GIVEN RECORDS>
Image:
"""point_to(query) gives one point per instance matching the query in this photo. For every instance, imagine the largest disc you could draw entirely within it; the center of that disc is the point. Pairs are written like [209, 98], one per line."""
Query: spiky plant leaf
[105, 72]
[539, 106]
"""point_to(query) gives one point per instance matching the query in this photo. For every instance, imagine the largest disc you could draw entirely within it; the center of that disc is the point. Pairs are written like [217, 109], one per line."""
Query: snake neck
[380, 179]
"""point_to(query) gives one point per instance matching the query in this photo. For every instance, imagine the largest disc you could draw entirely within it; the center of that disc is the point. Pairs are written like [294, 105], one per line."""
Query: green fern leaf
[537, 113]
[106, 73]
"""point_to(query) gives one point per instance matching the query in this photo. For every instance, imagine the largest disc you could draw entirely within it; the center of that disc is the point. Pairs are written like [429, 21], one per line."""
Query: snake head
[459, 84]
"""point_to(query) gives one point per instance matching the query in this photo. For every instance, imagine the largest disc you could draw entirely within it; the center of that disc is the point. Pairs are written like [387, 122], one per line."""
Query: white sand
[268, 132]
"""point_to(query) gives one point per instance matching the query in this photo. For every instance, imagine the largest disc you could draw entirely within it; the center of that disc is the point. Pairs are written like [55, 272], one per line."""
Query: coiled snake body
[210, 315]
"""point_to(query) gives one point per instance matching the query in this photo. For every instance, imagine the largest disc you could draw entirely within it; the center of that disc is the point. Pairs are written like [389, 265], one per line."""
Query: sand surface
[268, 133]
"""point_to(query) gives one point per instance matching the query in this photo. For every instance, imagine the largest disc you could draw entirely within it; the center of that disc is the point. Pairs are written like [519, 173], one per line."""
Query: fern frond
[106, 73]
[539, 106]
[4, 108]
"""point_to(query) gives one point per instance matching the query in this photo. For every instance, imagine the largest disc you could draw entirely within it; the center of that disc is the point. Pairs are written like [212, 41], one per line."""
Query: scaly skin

PROBLEM TO WORK ON> The lines you need run from the one containing "[55, 272], one" to the end of the listing. Output exactly those, both ends included.

YOUR RESPONSE>
"""point_to(query) gives one point per instance matching the query in this photo. For every instance, imagine the largest disc you could draw entirely within it; the center of that disc is the point. Pairs are written like [55, 272], one per line."""
Query: coiled snake body
[210, 315]
"""point_to(query) gives one point per instance matching the query in this photo. For every instance, imagine the largest disc you could draw entirely within it; the center of that disc is the point. Pairs are written like [389, 265], one per line."""
Query: sand surface
[268, 133]
"""point_to(query) gives one point per instance matching the query in this photo. For every instance, imagine the largest disc you could draw entirely within it; the center of that disc is the point. Pairs are written like [519, 173], one per line."""
Query: fern frond
[106, 73]
[539, 106]
[4, 108]
"""point_to(query) gives one point per instance matching the query in this photo. For every instance, imagine the largest disc you could draw entirely within it; the center of that disc is the point. Pairs are written like [212, 41], one per line."""
Query: scaly skin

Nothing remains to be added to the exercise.